(Items from a data source)
-- Begin --
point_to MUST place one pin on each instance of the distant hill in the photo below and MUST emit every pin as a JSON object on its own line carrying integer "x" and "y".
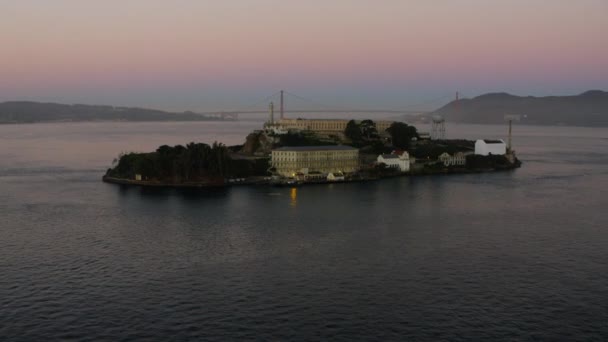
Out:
{"x": 30, "y": 112}
{"x": 587, "y": 109}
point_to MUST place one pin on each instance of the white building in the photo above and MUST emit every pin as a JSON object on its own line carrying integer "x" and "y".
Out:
{"x": 312, "y": 160}
{"x": 397, "y": 161}
{"x": 458, "y": 159}
{"x": 494, "y": 147}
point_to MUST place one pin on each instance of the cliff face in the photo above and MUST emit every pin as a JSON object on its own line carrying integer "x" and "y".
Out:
{"x": 587, "y": 109}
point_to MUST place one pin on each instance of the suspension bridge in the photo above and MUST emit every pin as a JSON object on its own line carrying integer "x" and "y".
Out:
{"x": 312, "y": 108}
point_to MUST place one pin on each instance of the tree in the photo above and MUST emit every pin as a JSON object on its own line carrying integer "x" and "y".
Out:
{"x": 402, "y": 134}
{"x": 368, "y": 129}
{"x": 352, "y": 131}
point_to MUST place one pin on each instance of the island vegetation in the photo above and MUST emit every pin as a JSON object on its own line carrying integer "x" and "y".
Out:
{"x": 216, "y": 164}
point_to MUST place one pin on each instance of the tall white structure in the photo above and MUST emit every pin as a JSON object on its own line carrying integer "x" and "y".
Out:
{"x": 486, "y": 147}
{"x": 438, "y": 127}
{"x": 271, "y": 113}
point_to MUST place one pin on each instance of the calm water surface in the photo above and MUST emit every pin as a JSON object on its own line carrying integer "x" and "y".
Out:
{"x": 520, "y": 255}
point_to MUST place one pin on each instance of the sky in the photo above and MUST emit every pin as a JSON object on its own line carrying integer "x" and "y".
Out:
{"x": 230, "y": 55}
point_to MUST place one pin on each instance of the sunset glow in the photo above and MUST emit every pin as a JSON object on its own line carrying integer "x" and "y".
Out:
{"x": 204, "y": 54}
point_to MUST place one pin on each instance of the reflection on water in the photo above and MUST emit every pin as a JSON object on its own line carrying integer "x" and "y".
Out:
{"x": 494, "y": 256}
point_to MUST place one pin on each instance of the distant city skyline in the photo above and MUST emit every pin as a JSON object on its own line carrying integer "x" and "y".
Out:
{"x": 212, "y": 55}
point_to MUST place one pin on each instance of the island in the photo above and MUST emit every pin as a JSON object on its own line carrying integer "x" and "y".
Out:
{"x": 312, "y": 151}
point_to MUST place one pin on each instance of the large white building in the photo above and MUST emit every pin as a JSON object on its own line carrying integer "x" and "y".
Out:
{"x": 327, "y": 126}
{"x": 289, "y": 161}
{"x": 486, "y": 147}
{"x": 399, "y": 161}
{"x": 458, "y": 159}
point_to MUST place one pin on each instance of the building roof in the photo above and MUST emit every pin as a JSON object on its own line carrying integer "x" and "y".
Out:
{"x": 316, "y": 148}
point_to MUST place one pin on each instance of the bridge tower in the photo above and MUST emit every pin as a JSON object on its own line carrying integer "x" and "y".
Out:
{"x": 282, "y": 109}
{"x": 438, "y": 127}
{"x": 271, "y": 112}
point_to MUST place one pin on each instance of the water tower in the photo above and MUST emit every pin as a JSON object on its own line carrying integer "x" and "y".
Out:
{"x": 438, "y": 127}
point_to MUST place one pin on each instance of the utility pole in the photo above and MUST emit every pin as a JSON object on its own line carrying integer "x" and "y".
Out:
{"x": 510, "y": 119}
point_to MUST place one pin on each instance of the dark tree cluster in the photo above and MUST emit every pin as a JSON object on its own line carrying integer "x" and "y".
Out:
{"x": 192, "y": 163}
{"x": 402, "y": 134}
{"x": 361, "y": 133}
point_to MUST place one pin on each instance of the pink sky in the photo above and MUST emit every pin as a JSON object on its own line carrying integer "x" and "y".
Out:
{"x": 188, "y": 54}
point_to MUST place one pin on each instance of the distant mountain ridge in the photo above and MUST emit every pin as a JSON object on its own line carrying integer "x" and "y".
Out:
{"x": 30, "y": 112}
{"x": 587, "y": 109}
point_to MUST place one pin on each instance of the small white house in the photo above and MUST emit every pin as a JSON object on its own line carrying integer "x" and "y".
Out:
{"x": 458, "y": 159}
{"x": 335, "y": 176}
{"x": 398, "y": 161}
{"x": 486, "y": 147}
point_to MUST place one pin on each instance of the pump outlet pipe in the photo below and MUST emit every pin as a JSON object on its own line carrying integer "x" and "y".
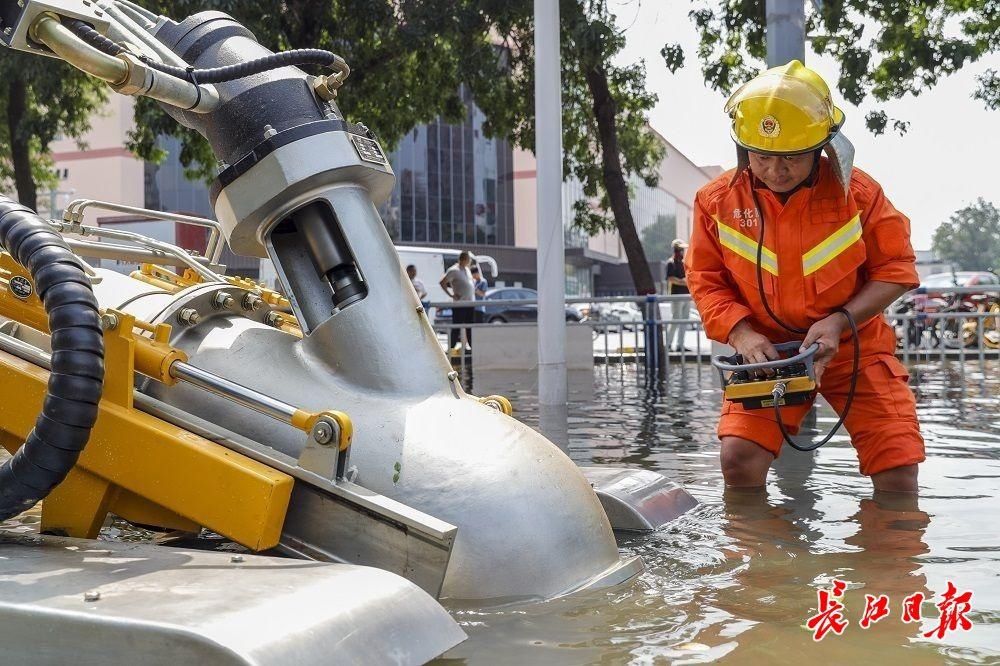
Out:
{"x": 76, "y": 379}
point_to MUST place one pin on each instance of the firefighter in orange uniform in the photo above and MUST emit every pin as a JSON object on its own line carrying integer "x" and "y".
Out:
{"x": 831, "y": 240}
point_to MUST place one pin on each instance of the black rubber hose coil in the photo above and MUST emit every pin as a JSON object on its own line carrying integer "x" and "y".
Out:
{"x": 76, "y": 379}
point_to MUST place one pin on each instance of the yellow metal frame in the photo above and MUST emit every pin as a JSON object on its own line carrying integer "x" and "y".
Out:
{"x": 135, "y": 465}
{"x": 164, "y": 278}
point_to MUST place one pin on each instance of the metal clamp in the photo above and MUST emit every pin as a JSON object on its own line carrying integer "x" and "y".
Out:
{"x": 328, "y": 446}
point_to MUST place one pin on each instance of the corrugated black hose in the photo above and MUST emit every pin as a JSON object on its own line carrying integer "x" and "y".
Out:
{"x": 214, "y": 74}
{"x": 77, "y": 375}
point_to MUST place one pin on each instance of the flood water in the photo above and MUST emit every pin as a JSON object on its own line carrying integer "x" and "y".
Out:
{"x": 736, "y": 579}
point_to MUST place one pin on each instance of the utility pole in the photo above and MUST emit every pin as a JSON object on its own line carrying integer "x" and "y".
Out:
{"x": 551, "y": 260}
{"x": 786, "y": 31}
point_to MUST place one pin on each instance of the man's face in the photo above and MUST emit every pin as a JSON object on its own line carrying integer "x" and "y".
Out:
{"x": 781, "y": 173}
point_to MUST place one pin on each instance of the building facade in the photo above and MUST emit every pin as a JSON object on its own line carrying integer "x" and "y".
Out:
{"x": 455, "y": 188}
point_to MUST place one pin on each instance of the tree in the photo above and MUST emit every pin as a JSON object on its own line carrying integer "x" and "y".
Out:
{"x": 40, "y": 99}
{"x": 971, "y": 239}
{"x": 409, "y": 58}
{"x": 403, "y": 72}
{"x": 606, "y": 137}
{"x": 657, "y": 237}
{"x": 915, "y": 44}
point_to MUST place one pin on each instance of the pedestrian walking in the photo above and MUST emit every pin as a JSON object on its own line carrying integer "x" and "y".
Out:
{"x": 480, "y": 285}
{"x": 676, "y": 285}
{"x": 457, "y": 283}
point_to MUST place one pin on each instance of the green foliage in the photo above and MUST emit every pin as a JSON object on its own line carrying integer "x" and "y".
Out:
{"x": 409, "y": 58}
{"x": 886, "y": 49}
{"x": 503, "y": 79}
{"x": 403, "y": 57}
{"x": 971, "y": 239}
{"x": 60, "y": 102}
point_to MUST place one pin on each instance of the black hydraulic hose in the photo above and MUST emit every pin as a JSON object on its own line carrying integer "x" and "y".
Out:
{"x": 77, "y": 375}
{"x": 295, "y": 57}
{"x": 801, "y": 331}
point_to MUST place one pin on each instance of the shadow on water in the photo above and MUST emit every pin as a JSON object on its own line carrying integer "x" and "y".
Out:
-- End --
▶ _Work instructions_:
Write out again every line above exactly as given; the pictures do not belong in the copy.

▶ _Exercise response_:
point_to MUST place one pin on each instance of the distant hill in the photo below and MUST emit every pin as a JSON object on its own line carrying integer "x" and "y".
Out:
{"x": 30, "y": 112}
{"x": 587, "y": 109}
point_to MUST place one pin on each instance of the white building in the photo above and MUST emit every pin as a JSON object on its own line carrying integer "x" and "y".
Out:
{"x": 312, "y": 160}
{"x": 397, "y": 161}
{"x": 458, "y": 159}
{"x": 494, "y": 147}
point_to MUST place one pin on each instance of the cliff face in the photo above and MUST emit every pin as a JSON object on its own line carrying integer "x" and "y".
Out:
{"x": 587, "y": 109}
point_to MUST place one pin on each instance of the suspension bridge in the photo above and MUST emit every pin as a JSON object on its own line carrying integer "x" and "y".
Out:
{"x": 312, "y": 108}
point_to MUST place one pin on each instance of the tree in the photo above and MUST emit every pin as a JSON object on its own line carrying integer "x" and "y".
Out:
{"x": 402, "y": 134}
{"x": 368, "y": 129}
{"x": 352, "y": 131}
point_to MUST place one pin on each instance of the island vegetation in the photo above and MUST emit every pin as a JSON object on its own line carrying integer "x" and "y".
Out:
{"x": 216, "y": 164}
point_to MUST place one pin on each instance of the tall white structure in the photo above and MUST emit every pin as a JSON object on its own line carrying integer "x" and "y".
Out:
{"x": 486, "y": 147}
{"x": 438, "y": 127}
{"x": 271, "y": 113}
point_to MUST place one pin on each instance of the calm water surface in the photo above and MUST emit every pin as a JSON object on its own line carrying integer "x" and "y".
Out:
{"x": 520, "y": 255}
point_to MUST place one pin on each instance of the sky in the photo above and MUST emit every pin as a JSON object on its own line carrying integer "x" and "y".
Out:
{"x": 230, "y": 55}
point_to MUST place one pin on each instance of the sunset glow in the photo above and MUST emit every pin as a JSON object on its own line carrying integer "x" and "y".
Out:
{"x": 204, "y": 54}
point_to MUST place one pin on each instance of the reflection on water in the photo above and MUST emit every pin as a JSON object on its own line carrying integer "x" and "y".
Out:
{"x": 494, "y": 256}
point_to MUST place one pin on each instance of the distant city skyline in the photo above and MUST emit every pin as a JSON object on its own line carrying integer "x" and "y".
Out:
{"x": 212, "y": 55}
point_to MUST place one pin on each instance of the island in the photo above and MUST emit every pin as a JSON object on its own line carrying integer "x" and "y".
Out:
{"x": 312, "y": 151}
point_to MUST place one pin on each instance of the large white building in the photo above and MUST emit every pin as a JSON object on its own line carrying integer "x" and "y".
Out:
{"x": 327, "y": 126}
{"x": 289, "y": 161}
{"x": 486, "y": 147}
{"x": 399, "y": 161}
{"x": 458, "y": 159}
point_to MUST place one pin on each instance of the building roof in the photo above and MUST emit every pin as a JSON object on its own line carrying integer "x" and "y".
Out:
{"x": 316, "y": 148}
point_to MUST place one pin on each instance of the bridge tower in the photo above and MUST emit every pin as a JSON object on its own line carrying integer "x" and "y".
Out:
{"x": 282, "y": 109}
{"x": 438, "y": 127}
{"x": 271, "y": 112}
point_to MUST place one pin on each instance of the water tower in the photo above and MUST emit every pin as a JSON object on its own line carrying integer "x" and "y".
Out:
{"x": 438, "y": 127}
point_to MUST place one pin on each instance of the utility pole in the photo above and MUST emit every pin as a JSON object on its own line carrying integer "x" and "y".
Out:
{"x": 510, "y": 119}
point_to MUST place one pin on each instance of the dark tree cluster in the photo above and MUST emit every pin as a JSON object on its own line carrying integer "x" and "y".
Out:
{"x": 192, "y": 163}
{"x": 402, "y": 134}
{"x": 361, "y": 133}
point_to MUST place one pin on each instance of the pink sky in the photo above and MUST emit every pin as a JSON object on its own line carrying integer "x" and "y".
Out:
{"x": 188, "y": 54}
point_to MUST place one pin on each instance of the distant mountain ridge in the photo above and MUST emit every pin as a JSON object on its own line carrying integer "x" and "y".
Out:
{"x": 30, "y": 112}
{"x": 587, "y": 109}
point_to MUST place one pin on each instance of the small white house in the photo above and MUST emit every pin as a JSON object on its own line carrying integer "x" and "y".
Out:
{"x": 458, "y": 159}
{"x": 335, "y": 176}
{"x": 398, "y": 161}
{"x": 486, "y": 147}
point_to MUST place one pin on each instance of the pump outlet pipe in the photo below and MUST emit every pin as a JSON object on its own line carrying integer "x" and "y".
Out:
{"x": 76, "y": 379}
point_to MUST place one pin on each instance of the firefighter in orange uniform in the photo above and MUST emit every pin as a JSON object on its own line carrying integer "x" and "y".
Out:
{"x": 831, "y": 240}
point_to MUST place one pin on each instance of the black rubber hose coil in the photo above and MUST emit every pin as a JSON object on its own line carrying integer "x" and "y".
Out:
{"x": 76, "y": 379}
point_to MUST place one pin on each instance of the yellow metal frame in the photo above and MUST emit every pin as a JSON object on its own line carrying integer "x" and "y".
Out:
{"x": 135, "y": 465}
{"x": 164, "y": 278}
point_to MUST place one pin on each instance of the metal clamp in the photo above and MUST emit every pin as a JSON object on its own line carrying integer "x" and "y".
Out:
{"x": 328, "y": 446}
point_to MUST place one pin on each instance of the corrugated black hose in the photo above and MUST emit every pin as a JSON object on its own line carrying integer "x" and "y".
Out:
{"x": 214, "y": 74}
{"x": 77, "y": 375}
point_to MUST place one pin on each instance of the flood water in the photo above and MUST emit every pin as a JSON object on its own line carrying integer "x" and "y".
Out:
{"x": 736, "y": 579}
point_to MUST place one pin on each instance of the utility pole in the photo above and MUST emit every pin as a JSON object on its own line carrying integer "x" and "y".
Out:
{"x": 551, "y": 260}
{"x": 786, "y": 31}
point_to MUST place one pin on each instance of the man's face in the photo above and MUST emit every pin as a JSON object on its own line carrying integer "x" and "y".
Out:
{"x": 781, "y": 173}
point_to MUST place one pin on each instance of the building facade in the photo above and MUST emit every pin as a JSON object on its own line carrying integer "x" and "y".
Out:
{"x": 455, "y": 188}
point_to MUST place one pin on each instance of the tree in the photo above and MUST emit every pin as a JSON object on its own line carrying integer "x" and "y".
Out:
{"x": 40, "y": 99}
{"x": 971, "y": 239}
{"x": 409, "y": 58}
{"x": 403, "y": 72}
{"x": 606, "y": 137}
{"x": 657, "y": 237}
{"x": 915, "y": 44}
point_to MUST place one pin on each instance of the pedestrian walking in the photo above and MUST emit every pin as a JSON object on its own line carrying integer "x" and "y".
Out:
{"x": 480, "y": 285}
{"x": 676, "y": 285}
{"x": 457, "y": 283}
point_to MUST place one pin on each instance of the green foliage in the photo above and MUST emit every pin as a JSON object on its own line carrying integer "x" and "y".
Out:
{"x": 409, "y": 58}
{"x": 886, "y": 49}
{"x": 503, "y": 79}
{"x": 403, "y": 57}
{"x": 971, "y": 239}
{"x": 60, "y": 102}
point_to MUST place one pin on each instance of the black hydraulic hose in the photo above and MUST emit every pin as a JSON object on its own line carrying integer "x" and "y".
Out:
{"x": 77, "y": 375}
{"x": 295, "y": 57}
{"x": 801, "y": 331}
point_to MUST place one pin on each instance of the shadow on water in the photo above and MUST emit every pin as a JSON object on its own line carrying integer "x" and "y".
Out:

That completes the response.